*Supplied records:*
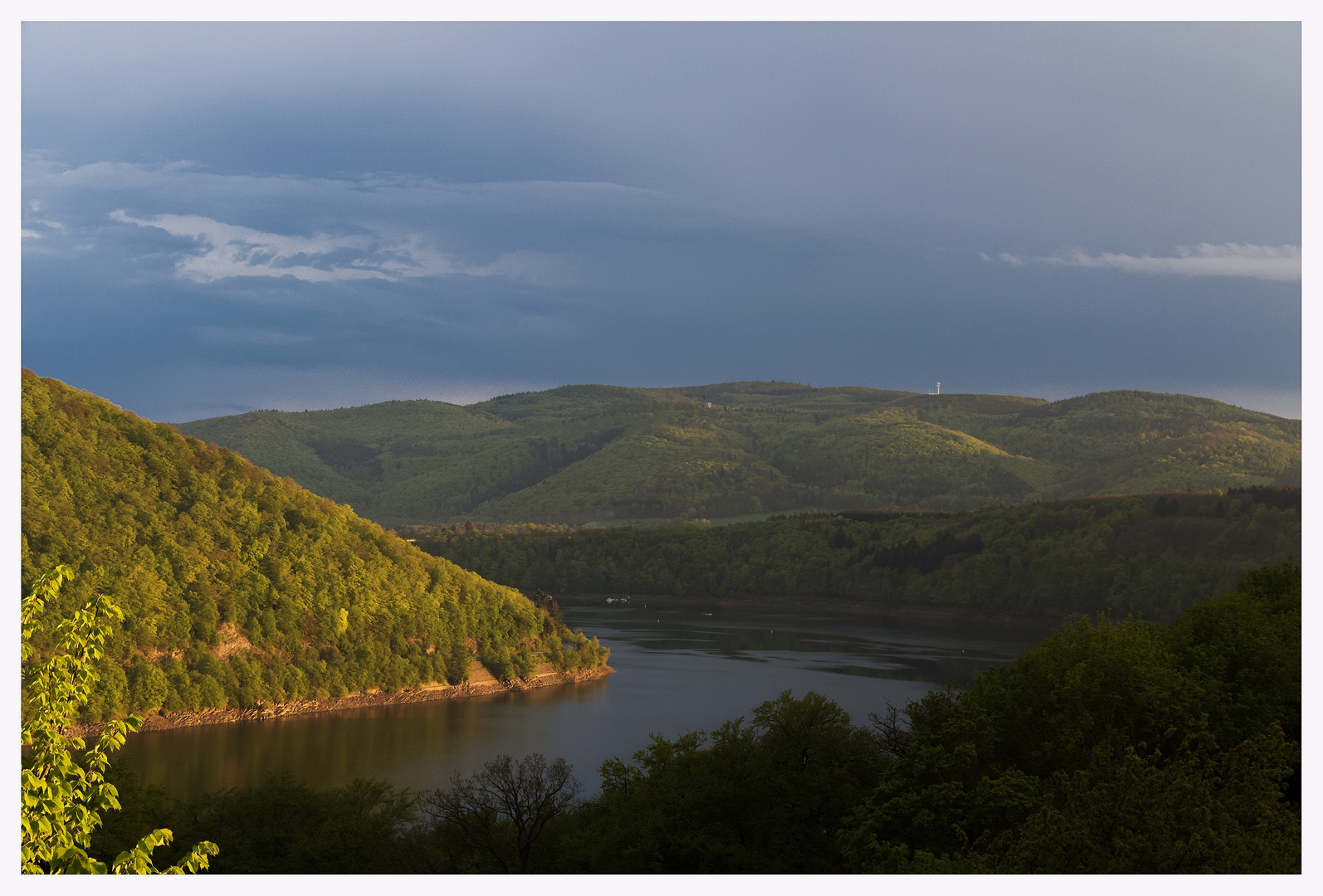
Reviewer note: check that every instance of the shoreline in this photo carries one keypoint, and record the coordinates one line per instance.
(481, 684)
(909, 613)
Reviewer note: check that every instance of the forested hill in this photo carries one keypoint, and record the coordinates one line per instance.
(241, 588)
(605, 454)
(1154, 554)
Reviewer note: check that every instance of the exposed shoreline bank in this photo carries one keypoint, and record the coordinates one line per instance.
(481, 684)
(938, 615)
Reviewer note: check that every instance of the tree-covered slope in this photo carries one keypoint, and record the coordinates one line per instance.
(1154, 554)
(603, 454)
(240, 587)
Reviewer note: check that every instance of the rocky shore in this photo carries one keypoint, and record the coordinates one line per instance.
(481, 682)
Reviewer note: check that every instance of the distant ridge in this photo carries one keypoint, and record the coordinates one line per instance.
(242, 590)
(613, 454)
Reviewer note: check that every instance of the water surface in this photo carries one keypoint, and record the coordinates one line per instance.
(679, 669)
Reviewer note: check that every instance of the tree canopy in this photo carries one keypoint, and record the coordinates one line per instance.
(241, 588)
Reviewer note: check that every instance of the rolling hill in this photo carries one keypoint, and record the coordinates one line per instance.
(610, 454)
(1147, 553)
(241, 588)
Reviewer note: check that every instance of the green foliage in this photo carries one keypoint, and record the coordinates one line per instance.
(1153, 554)
(280, 826)
(238, 588)
(62, 798)
(1107, 748)
(757, 798)
(1095, 753)
(583, 454)
(492, 821)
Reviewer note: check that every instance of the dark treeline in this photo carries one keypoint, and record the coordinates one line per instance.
(1153, 554)
(241, 588)
(1111, 747)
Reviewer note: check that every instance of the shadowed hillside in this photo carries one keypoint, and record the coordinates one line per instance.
(241, 588)
(610, 454)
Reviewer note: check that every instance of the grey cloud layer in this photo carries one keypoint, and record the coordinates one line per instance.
(383, 211)
(1205, 260)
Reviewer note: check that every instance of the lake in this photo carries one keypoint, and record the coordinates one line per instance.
(677, 669)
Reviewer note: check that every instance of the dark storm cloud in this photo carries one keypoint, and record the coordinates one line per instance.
(322, 214)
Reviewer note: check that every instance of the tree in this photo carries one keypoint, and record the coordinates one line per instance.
(503, 811)
(61, 797)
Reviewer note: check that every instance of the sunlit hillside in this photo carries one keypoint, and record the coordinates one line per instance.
(609, 454)
(241, 588)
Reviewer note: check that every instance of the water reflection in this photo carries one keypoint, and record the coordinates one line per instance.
(679, 670)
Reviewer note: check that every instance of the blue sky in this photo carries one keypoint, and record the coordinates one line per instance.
(225, 217)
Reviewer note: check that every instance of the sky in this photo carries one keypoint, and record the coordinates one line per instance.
(225, 217)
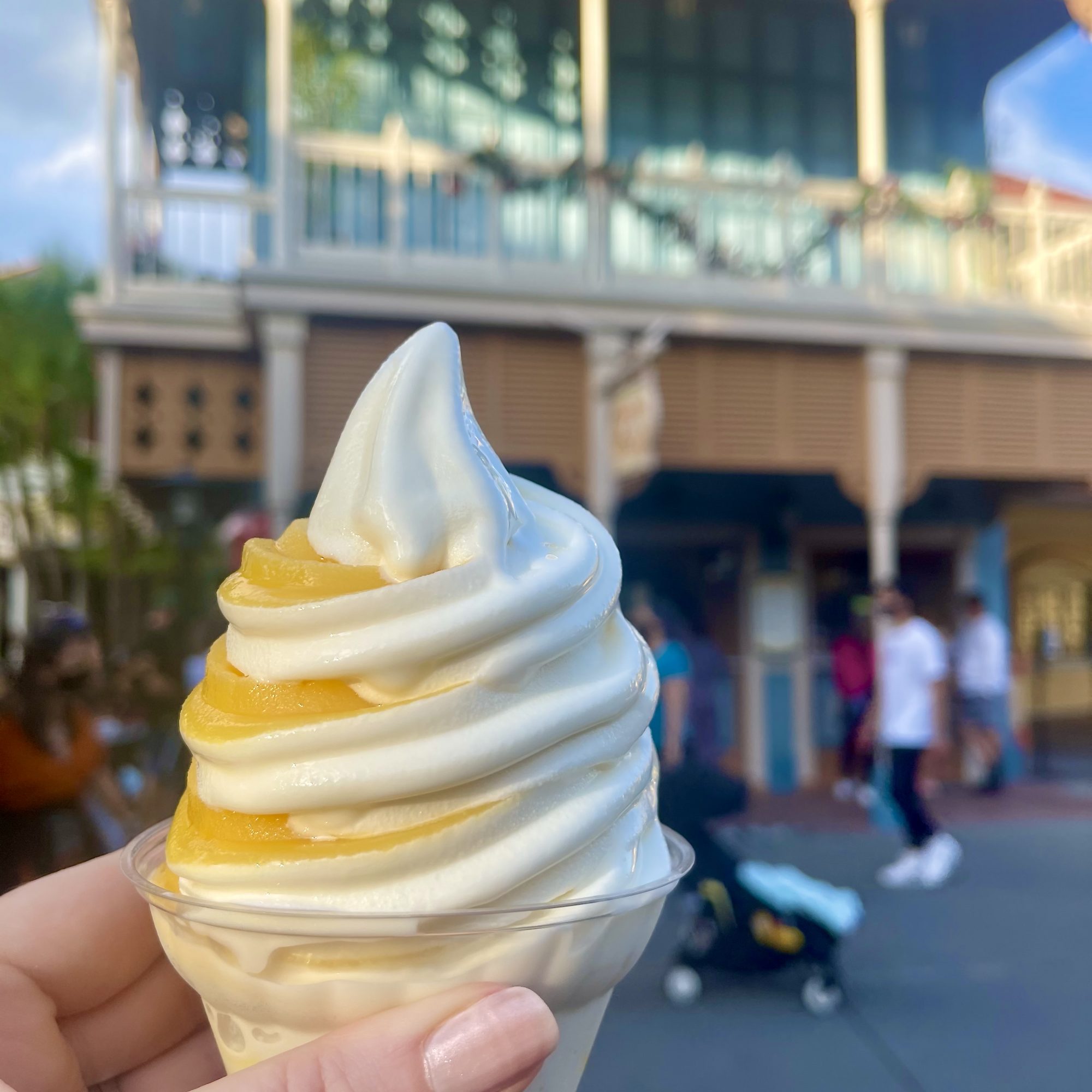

*What needs to be done:* Show every line of the rows that contains the string "shoreline", matching case exactly.

*Worked answer:*
Reviewer note: check that every instance of the shoreline in this photo carries one keypoint, and record the coordinates one line per instance.
Reviewer note: check that every instance of the exposed shoreline bank in this photo carries one keypoint, and record the coordinates one line per instance.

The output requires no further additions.